#### SOURCE PASSAGE:

--------------------

I'd appreciate any hint on what could cause this severe difference.

Best -

Your system of equations has no solutions. If the matrix A is singular, as is the case here, then the equation A*x=0 has nonzero solutions, but the system A*x=b usually has no solutions. Generally, solving systems of equations with singular matrices numerically is not the most trivial thing; non-singular matrices are much easier to handle.

In Octave, the command b\A solves the system x*A=b and indeed the result is a row vector. To solve the system A*x=b you have to compute A\b.

Indeed, using a different matrix:
0.32158 0.08359 0.03690
0.00000 0.47783 0.19056
0.00000 0.00000 0.58779
The solution coincide as they should be.
I had the feeling in the first place, that I oversaw something obvious.

--------------------

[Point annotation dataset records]
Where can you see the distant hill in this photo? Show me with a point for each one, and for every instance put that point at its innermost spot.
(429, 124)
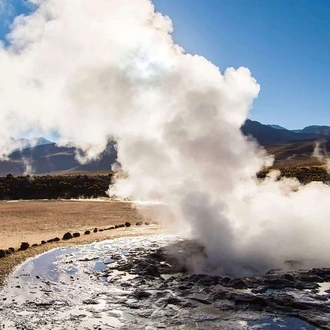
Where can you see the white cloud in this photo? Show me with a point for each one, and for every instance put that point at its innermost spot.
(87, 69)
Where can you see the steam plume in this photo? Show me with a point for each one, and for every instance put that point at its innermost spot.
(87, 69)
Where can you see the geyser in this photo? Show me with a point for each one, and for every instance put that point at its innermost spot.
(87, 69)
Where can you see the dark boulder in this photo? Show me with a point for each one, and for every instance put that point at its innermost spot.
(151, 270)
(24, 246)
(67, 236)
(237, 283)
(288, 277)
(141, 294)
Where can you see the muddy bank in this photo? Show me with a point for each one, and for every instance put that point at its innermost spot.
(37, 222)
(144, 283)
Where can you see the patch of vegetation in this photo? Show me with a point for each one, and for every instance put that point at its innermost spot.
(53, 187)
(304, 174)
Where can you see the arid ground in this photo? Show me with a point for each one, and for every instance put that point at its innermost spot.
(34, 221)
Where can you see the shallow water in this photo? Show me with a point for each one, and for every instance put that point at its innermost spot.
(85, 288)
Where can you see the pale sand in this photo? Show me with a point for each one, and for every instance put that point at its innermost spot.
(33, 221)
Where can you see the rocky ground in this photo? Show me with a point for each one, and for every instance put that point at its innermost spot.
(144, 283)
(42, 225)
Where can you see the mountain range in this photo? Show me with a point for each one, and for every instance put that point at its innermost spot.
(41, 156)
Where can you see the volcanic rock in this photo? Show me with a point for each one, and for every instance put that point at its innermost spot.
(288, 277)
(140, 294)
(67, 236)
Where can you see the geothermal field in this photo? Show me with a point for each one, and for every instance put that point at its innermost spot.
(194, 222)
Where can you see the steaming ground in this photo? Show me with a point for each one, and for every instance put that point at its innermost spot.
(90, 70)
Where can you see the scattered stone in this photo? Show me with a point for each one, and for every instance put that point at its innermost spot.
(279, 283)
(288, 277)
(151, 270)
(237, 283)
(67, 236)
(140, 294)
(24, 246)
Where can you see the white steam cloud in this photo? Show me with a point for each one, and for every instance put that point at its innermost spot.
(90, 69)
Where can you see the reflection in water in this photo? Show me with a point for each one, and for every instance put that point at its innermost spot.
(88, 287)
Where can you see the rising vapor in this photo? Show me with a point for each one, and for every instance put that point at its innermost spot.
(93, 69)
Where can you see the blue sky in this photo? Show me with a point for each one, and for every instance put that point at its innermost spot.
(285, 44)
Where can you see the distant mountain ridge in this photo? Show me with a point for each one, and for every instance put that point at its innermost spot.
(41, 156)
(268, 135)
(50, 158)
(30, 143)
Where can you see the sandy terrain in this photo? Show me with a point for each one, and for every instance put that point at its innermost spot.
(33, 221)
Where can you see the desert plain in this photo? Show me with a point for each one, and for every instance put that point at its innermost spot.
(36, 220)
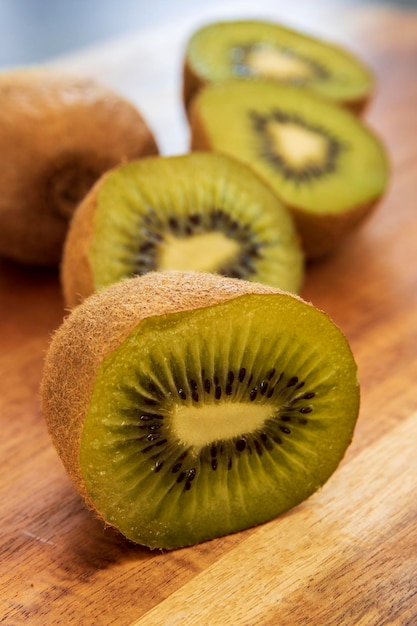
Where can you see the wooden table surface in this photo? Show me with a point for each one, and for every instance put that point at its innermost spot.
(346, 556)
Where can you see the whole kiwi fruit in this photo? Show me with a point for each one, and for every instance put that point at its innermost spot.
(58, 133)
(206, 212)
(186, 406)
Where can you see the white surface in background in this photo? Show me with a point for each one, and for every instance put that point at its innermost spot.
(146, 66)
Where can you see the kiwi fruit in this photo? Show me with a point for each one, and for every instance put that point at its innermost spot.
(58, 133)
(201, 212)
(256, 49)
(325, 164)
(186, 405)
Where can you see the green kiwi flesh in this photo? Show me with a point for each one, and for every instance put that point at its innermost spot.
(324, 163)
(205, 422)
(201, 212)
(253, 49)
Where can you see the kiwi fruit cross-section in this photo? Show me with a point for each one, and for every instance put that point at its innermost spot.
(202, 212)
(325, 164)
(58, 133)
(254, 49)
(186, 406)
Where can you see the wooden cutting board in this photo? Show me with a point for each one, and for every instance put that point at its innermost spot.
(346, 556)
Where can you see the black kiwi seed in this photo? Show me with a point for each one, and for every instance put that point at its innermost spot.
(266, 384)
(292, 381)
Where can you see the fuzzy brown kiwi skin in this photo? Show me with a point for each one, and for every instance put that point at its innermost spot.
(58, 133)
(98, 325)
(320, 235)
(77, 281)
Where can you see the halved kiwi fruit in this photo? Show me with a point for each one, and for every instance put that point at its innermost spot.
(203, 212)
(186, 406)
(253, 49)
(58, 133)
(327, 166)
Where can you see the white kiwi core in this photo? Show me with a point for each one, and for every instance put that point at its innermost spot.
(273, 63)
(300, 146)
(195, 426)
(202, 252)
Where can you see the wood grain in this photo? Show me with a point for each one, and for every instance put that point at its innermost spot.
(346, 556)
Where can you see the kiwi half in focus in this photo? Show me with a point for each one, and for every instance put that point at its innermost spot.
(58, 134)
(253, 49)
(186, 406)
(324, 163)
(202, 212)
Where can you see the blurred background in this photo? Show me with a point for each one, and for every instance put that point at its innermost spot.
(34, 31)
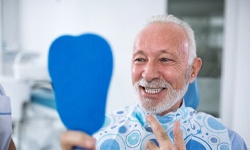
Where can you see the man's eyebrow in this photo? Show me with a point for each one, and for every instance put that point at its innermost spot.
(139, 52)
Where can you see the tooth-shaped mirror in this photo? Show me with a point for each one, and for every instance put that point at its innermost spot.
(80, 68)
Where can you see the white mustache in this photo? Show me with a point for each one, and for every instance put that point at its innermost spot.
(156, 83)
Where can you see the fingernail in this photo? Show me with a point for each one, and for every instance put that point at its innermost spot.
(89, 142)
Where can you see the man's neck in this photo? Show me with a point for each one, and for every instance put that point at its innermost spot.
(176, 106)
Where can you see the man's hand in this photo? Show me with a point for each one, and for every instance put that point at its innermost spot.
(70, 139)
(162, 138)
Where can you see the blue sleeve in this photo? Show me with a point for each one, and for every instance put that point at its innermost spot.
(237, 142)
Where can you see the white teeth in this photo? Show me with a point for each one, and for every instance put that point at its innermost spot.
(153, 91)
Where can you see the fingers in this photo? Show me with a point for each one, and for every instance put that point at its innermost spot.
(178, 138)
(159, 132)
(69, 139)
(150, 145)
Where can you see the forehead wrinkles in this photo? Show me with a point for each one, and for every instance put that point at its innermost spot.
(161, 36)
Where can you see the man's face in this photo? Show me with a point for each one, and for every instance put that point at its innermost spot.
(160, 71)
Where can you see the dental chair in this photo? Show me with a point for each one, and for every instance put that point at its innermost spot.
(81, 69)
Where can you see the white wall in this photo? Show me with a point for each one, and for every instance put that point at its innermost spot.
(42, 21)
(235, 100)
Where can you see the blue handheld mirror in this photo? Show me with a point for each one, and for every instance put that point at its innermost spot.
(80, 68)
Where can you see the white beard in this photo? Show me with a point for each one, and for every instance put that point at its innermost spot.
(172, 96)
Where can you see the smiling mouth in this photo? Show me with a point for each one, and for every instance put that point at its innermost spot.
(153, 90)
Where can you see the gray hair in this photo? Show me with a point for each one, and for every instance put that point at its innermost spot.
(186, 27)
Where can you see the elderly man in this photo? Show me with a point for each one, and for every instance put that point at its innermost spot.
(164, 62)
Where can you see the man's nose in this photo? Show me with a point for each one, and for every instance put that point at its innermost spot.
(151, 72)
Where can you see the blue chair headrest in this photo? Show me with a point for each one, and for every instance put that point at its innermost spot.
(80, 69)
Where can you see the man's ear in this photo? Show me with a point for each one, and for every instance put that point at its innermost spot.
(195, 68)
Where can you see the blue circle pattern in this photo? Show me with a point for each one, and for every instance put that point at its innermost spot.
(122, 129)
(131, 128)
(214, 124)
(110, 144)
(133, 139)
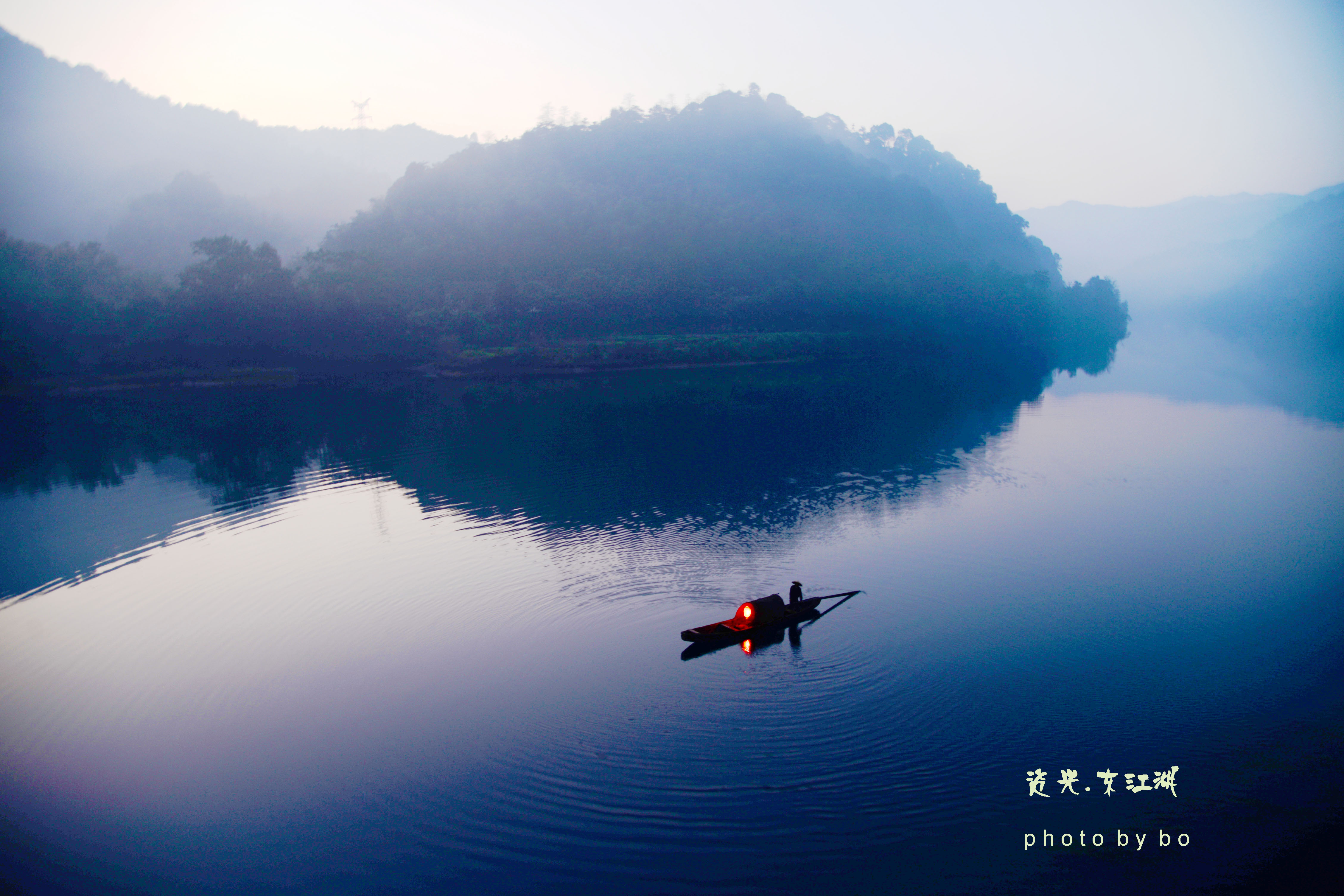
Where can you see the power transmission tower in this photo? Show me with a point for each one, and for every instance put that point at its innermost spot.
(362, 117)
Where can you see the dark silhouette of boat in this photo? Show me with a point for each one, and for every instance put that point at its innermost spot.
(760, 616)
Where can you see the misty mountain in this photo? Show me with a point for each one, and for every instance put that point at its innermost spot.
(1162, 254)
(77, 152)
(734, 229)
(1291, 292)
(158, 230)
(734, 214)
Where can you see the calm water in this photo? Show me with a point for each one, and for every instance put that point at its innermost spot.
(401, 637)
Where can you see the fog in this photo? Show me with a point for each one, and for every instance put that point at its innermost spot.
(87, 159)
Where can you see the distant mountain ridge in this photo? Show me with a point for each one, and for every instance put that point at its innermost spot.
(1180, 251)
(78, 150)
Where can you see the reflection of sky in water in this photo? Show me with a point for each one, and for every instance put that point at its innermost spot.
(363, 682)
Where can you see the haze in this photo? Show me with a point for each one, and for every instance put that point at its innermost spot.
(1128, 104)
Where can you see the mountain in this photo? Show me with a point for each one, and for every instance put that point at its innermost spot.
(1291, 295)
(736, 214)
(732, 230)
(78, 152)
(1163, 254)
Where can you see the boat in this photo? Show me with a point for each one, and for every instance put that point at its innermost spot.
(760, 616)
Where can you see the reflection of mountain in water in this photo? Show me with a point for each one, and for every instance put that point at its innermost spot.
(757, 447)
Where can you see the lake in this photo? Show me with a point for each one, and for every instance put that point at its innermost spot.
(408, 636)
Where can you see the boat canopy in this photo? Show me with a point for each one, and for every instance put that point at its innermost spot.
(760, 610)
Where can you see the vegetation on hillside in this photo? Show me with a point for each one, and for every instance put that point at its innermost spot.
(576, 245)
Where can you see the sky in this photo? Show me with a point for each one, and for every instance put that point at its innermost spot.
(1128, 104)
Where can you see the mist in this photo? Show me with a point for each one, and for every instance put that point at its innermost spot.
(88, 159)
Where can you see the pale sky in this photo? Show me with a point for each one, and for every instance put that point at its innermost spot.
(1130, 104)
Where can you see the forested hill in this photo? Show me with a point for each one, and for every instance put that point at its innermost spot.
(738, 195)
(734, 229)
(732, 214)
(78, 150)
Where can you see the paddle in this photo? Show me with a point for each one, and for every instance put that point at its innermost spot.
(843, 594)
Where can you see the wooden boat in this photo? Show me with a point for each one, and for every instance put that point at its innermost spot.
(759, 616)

--------------------

#### PROBLEMS TO SOLVE:
[A] In the Octave thread, which command solves the system A*x=b?
[B] Write the next few sentences of the Octave thread, picking up after its last line.

#### ANSWERS BELOW:
[A] A\b

[B]
Many thanks for you reply, eigen is a great tool - keep it up.
Peter

Now the question rises, how is b\A mimicked in eigen? I am asking since this is what I actually need.
I know that solving x*A = b can be expressed as A.transpose()*z = b.transpose(). However, the solvers in eigen tend to take column vectors as arguments, not row vectors. Any hints!
Peter

Addendum to the above: x*A = b is equivalent to solving A.transpose()*z = b.transpose() with x = z.transpose()